╭──

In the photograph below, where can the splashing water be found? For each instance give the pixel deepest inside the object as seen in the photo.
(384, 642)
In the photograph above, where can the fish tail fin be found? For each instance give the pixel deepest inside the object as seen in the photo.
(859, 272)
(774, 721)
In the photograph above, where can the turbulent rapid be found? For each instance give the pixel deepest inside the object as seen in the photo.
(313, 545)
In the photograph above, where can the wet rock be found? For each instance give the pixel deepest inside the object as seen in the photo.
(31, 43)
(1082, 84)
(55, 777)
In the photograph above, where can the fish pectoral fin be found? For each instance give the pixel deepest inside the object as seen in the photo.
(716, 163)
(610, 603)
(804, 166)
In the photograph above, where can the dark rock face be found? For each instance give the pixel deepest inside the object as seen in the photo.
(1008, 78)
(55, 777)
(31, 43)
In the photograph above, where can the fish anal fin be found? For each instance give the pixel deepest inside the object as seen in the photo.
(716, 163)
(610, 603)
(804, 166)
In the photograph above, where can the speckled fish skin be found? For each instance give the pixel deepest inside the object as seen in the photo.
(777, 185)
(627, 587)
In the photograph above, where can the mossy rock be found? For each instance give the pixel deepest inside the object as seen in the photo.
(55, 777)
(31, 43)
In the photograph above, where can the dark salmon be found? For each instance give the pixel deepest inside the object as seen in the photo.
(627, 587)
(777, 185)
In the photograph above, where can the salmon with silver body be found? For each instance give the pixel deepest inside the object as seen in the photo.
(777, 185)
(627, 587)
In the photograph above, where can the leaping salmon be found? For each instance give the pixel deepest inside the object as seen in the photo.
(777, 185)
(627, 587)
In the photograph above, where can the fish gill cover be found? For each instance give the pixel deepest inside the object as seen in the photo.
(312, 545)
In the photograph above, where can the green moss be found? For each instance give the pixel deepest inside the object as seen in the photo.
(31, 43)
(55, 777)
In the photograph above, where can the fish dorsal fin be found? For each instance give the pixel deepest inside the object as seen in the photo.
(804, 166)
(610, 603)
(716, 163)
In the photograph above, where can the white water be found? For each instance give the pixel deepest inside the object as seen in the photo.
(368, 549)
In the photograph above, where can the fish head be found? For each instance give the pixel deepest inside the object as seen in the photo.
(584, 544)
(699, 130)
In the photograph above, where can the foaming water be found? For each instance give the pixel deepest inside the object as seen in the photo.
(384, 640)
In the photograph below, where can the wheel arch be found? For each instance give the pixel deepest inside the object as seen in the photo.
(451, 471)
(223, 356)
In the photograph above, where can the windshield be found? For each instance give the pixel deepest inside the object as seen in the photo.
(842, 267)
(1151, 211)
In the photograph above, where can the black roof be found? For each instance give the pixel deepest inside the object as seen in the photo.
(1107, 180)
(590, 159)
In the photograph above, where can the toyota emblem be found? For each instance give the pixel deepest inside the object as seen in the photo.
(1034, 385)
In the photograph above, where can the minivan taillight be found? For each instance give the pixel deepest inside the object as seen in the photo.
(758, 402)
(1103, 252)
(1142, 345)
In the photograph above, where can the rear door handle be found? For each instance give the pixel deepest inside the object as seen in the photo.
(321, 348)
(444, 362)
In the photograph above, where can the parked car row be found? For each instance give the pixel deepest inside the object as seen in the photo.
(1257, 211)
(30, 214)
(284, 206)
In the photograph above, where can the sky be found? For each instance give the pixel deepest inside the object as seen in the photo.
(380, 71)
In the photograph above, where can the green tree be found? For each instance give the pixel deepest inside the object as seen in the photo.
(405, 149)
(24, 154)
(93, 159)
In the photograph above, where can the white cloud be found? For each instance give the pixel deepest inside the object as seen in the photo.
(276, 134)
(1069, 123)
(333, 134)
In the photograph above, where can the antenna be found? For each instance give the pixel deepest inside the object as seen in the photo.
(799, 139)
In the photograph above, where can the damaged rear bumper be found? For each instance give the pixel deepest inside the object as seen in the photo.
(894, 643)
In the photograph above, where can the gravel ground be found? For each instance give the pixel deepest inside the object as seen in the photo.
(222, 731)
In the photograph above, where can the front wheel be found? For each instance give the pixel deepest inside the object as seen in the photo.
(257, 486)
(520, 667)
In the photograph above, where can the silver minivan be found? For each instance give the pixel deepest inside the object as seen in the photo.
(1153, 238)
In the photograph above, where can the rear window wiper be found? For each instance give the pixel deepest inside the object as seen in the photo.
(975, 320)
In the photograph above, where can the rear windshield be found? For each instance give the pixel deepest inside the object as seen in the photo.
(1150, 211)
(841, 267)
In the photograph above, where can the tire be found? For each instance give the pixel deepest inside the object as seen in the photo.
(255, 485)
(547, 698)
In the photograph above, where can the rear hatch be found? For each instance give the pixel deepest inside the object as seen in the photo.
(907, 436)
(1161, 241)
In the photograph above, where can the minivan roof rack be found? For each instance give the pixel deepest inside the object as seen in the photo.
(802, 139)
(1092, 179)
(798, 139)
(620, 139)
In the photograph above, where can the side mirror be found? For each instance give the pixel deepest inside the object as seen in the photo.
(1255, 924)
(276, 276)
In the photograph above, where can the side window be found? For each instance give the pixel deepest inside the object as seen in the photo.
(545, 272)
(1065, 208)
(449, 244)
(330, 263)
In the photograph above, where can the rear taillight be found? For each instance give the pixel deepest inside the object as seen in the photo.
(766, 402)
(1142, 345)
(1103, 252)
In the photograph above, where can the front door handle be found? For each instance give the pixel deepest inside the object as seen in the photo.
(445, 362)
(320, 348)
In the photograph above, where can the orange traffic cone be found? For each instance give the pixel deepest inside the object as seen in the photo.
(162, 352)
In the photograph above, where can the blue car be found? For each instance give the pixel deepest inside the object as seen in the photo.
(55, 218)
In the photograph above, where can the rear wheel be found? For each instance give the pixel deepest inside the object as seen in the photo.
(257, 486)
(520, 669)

╰──

(THE PROBLEM):
Reproduce all of the material above line for line, without changing a word, number, or punctuation mark.

(ANSWER TO THIS PROBLEM):
In the photograph below, where can the splashing water be found? For each instance give the pixel deepest inside the object as seen in the photo.
(384, 642)
In the photograph above, where can the fish tail fin be found? For each instance give the pixel deepest inside the object as seen in the photo.
(859, 272)
(774, 721)
In the photograph above, where can the turbulent rapid be found? For each instance give the pixel deepest inside the object as seen in the photo.
(313, 545)
In the photograph above, where can the wet rock be found? For each instance give the pixel deepest inside the object as seen in the photo.
(31, 43)
(1082, 84)
(55, 777)
In the photograph above, where can the fish pectoral fin be found? For each instance give the pixel deepest inside the object as seen in the photo.
(716, 163)
(610, 603)
(804, 166)
In the photograph above, where can the dark rock face be found? For each instance give the pixel deepest inside the object as seen in the photo.
(1008, 78)
(55, 777)
(31, 43)
In the photograph above, where can the fish anal fin be found? For each instance give the pixel deepest inside the object as seen in the photo.
(716, 163)
(610, 603)
(804, 166)
In the photograph above, where can the speckled fish skin be found? For each instance give the pixel deepest inside the object as seen in the photo.
(777, 185)
(627, 587)
In the photograph above, where can the mossy rock be found? For each instance give the pixel deepest inside the object as seen in the photo.
(55, 777)
(31, 43)
In the photograph above, where can the dark salmon be found? For each instance give the pixel deepest inside the object as seen in the photo.
(627, 587)
(777, 185)
In the photograph above, where can the salmon with silver body be found? For each instance give the pixel deepest inside the object as seen in the photo.
(777, 185)
(627, 587)
In the photograph above, where can the leaping salmon be found? For each instance give the pixel deepest inside the object as seen in the photo.
(777, 185)
(627, 587)
In the photograph above, where can the fish gill cover be found? For each instance give the pixel deepest inside the object as seen in the photo.
(312, 545)
In the photograph above, where can the green moss be found? For each instance give the pixel deepest inside the object as seen in the photo.
(31, 43)
(55, 777)
In the photograph above, where can the fish dorsal fin be found? For each instance give the pixel deepest inside the object as seen in the photo.
(804, 166)
(610, 603)
(716, 163)
In the photograph above, where can the white water be found? For each instance give the pixel deepest inside the object as seen in the photo.
(368, 549)
In the photograph above, where can the fish head be found? For each instance give the pixel deepest inside the object as seen in the photo.
(584, 544)
(699, 130)
In the photograph above, where can the foaming water be found? For each instance give the pixel deepest inside the object as seen in the photo.
(384, 640)
In the photograph below, where can the wheel arch be found? For each instance give the pixel deepest inside the object as seen in the photo.
(451, 471)
(223, 356)
In the photograph above, where can the windshield be found? For each instance give the pixel deepest inside the object as seen in the photo.
(842, 267)
(1151, 211)
In the photograph above, where can the black roof be found? For each instance give the pixel deepest inside the object as seen in the photo.
(1107, 180)
(590, 159)
In the photograph above, where can the toyota emblem be found? For each instance give the pixel deepest inside the object as seen in the photo.
(1034, 385)
In the photograph above, where can the minivan taillight be found? For each instance give the pixel deepest inside the object as seen in the photo.
(758, 402)
(1103, 252)
(1142, 345)
In the photograph above, where can the rear door handle be found? For each instance give the pixel deepest inside the object as seen in the photo.
(321, 348)
(444, 362)
In the photograph above, where can the parked car row be found? For each instance give the pixel deepest inside the object as seen in the photo.
(1257, 211)
(30, 214)
(284, 206)
In the photograph above, where can the sky be found? For each instance give the pixel deepest inside the object as seen in the photo.
(380, 71)
In the photograph above, where can the green tree be found? For each instance give the pixel deepest inside the object as seen in the photo.
(405, 149)
(24, 154)
(93, 159)
In the photograph above, where can the white cloud be found? For each instance give the pixel deepest inside the object as seen in the photo.
(276, 134)
(1069, 123)
(333, 134)
In the photograph above, where can the antenna be found? For each instance give the pixel deepest inside the object as seen in the photo.
(799, 139)
In the photograph above, where can the damaged rear bumper be found? For each instance give the pixel deepest inside the object as seen in the photo.
(894, 643)
In the photograph above, where can the gravel ground be found? For each instance give the pixel deepest inside the object as seen in the photo.
(222, 731)
In the photograph above, where can the front wheel be found? For each instance give the pixel deepest inside the object as seen in the photo.
(257, 486)
(520, 667)
In the photograph above, where can the silver minivan be found? For each instance give the pixel deepest inside the object as seen in the photo.
(1153, 238)
In the photograph above, where can the rear window wiper be found? For each instance give the pixel deepest inside the object as seen in the photo.
(975, 320)
In the photograph above, where can the rear windshield be found? For each instance give the pixel deepest inside the object as seen in the photo.
(1150, 211)
(841, 267)
In the photograph above, where can the tire be found? For each instance give the pixel deepest inside the object as seen in the photo.
(255, 485)
(547, 698)
In the photograph above, where can the rear hatch be found? For each instance give the pixel deepest inside the object as seen in the photo.
(907, 436)
(1161, 241)
In the photograph above, where can the minivan roof rack be found? For each instance give the pixel deepest inside the object as seen in the photo.
(802, 139)
(1092, 179)
(798, 139)
(620, 139)
In the photograph above, where can the side mirror be found? For each instance give the pixel deepest inside the object as seen in the photo.
(1255, 924)
(276, 276)
In the photograph above, where can the side window be found? For each instance give the pixel deepest inside the object as seen in the photo.
(545, 272)
(1065, 208)
(449, 244)
(330, 263)
In the photograph above, where can the rear taillight be found? For each instance give the pixel deepest inside the object as seen in the photo.
(766, 402)
(1142, 345)
(1103, 252)
In the photograph above, where can the front door handle be found? For each instance give the pixel deepest inside the object as seen in the photo.
(445, 362)
(320, 348)
In the photograph above, where can the orange traffic cone be found? For each instance give the pixel deepest inside the object as seen in the photo.
(162, 352)
In the photograph above, where can the blue car be found? For each instance give the pixel deepest inside the object as seen in the photo.
(55, 218)
In the photograph above, where can the rear wheel be found? For each instance give the pixel deepest inside the object as seen in the photo.
(257, 486)
(520, 669)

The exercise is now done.